◆ Stored rows
☆ ☆ ☆ ☆ ☆
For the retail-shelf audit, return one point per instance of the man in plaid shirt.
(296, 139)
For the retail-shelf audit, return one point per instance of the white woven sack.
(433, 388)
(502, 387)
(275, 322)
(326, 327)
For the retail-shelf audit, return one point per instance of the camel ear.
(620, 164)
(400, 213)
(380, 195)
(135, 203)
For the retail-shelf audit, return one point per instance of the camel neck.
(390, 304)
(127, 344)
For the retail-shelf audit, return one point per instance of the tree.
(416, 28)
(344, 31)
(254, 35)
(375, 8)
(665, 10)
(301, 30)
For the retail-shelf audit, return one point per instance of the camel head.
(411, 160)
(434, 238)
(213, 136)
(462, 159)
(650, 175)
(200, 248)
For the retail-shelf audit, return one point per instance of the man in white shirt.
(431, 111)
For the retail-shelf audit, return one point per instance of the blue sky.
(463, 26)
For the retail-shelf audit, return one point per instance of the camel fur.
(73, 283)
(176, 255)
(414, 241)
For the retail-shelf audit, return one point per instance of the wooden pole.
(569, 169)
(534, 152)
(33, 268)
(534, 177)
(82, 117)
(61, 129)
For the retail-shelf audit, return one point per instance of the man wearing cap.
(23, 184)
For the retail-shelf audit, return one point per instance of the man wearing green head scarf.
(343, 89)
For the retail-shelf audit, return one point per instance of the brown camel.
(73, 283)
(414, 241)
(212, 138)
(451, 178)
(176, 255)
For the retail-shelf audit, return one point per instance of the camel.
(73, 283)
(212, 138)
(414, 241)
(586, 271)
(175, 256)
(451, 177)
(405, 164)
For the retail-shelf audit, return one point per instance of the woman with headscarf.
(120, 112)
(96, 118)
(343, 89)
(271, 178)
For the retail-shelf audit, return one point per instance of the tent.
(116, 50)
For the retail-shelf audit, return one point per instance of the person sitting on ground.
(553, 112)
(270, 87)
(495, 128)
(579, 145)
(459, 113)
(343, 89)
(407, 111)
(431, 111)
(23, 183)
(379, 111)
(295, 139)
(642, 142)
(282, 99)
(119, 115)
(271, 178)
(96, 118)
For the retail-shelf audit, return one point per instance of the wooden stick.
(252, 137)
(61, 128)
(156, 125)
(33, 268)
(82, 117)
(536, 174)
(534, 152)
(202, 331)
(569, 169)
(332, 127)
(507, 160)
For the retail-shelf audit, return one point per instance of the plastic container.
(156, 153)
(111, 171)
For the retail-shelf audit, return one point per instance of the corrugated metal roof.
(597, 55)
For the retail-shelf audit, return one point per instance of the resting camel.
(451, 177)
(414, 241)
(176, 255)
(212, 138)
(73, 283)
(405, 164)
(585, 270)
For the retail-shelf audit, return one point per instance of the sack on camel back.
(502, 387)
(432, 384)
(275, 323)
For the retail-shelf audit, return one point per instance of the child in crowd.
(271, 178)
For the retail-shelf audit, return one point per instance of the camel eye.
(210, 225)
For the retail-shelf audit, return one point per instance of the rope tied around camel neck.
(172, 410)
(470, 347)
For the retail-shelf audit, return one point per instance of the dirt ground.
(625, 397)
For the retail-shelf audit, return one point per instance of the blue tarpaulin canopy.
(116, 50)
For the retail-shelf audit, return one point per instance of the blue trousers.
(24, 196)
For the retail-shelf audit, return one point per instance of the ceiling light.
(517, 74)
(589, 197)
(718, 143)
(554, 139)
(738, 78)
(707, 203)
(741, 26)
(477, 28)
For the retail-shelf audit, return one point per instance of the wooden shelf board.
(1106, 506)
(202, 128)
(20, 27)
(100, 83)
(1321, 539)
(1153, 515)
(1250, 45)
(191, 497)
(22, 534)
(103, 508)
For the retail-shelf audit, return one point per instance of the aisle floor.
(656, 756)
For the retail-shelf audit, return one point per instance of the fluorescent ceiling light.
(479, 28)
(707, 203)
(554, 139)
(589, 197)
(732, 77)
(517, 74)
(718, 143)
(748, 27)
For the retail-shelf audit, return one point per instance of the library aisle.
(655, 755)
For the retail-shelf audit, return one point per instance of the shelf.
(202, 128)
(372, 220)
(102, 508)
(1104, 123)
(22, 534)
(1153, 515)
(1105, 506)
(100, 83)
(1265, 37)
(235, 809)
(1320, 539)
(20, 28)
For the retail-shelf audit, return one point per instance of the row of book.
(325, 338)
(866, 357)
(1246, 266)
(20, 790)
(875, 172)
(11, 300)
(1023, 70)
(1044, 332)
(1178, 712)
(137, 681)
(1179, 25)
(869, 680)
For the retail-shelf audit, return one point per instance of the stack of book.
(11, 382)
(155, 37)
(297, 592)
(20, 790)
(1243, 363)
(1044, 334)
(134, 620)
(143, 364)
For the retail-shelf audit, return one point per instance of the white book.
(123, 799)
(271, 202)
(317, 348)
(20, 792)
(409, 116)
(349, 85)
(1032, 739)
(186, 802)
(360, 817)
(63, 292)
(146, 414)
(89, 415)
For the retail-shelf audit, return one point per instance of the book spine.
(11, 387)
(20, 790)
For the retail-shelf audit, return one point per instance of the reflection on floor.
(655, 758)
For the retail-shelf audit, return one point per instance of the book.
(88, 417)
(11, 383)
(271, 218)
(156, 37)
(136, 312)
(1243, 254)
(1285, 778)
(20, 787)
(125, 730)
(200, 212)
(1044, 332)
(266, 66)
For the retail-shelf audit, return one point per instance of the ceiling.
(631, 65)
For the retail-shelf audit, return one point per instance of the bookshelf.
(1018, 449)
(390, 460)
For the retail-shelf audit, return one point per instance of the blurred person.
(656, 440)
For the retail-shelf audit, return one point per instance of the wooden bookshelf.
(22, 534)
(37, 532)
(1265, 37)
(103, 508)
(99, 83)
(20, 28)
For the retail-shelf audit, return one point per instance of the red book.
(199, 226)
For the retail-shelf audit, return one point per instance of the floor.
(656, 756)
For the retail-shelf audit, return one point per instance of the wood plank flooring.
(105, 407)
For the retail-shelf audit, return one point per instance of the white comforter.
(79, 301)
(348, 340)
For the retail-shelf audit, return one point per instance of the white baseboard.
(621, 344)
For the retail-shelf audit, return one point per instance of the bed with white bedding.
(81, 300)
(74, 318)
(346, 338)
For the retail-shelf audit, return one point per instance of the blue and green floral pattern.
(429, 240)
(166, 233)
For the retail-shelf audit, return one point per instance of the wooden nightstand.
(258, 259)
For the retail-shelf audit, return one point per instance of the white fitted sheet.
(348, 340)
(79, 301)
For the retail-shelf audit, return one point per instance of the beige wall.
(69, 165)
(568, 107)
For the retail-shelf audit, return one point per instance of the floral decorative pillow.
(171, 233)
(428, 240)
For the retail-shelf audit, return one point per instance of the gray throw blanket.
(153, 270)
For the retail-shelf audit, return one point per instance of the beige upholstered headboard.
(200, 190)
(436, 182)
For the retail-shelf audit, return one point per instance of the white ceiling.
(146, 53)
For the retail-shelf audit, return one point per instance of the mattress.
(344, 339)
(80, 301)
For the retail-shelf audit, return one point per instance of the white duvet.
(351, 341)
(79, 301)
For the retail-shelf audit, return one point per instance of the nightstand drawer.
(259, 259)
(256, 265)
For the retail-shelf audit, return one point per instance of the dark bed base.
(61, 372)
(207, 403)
☆ ☆ ☆ ☆ ☆
◆ Prompt
Put the data from the line containing "the nightstand drawer." through the end of the data into a Markdown table with columns "Row" and "Text", one row per line and blank lines omitted.

◆ Answer to this task
| Row | Text |
|---|---|
| 1 | For the retail-shelf audit, return one point per instance of the nightstand drawer. |
| 2 | (259, 259) |
| 3 | (256, 265) |
| 4 | For the retail-shelf audit, return one point per instance of the dark bed base. |
| 5 | (61, 372) |
| 6 | (207, 403) |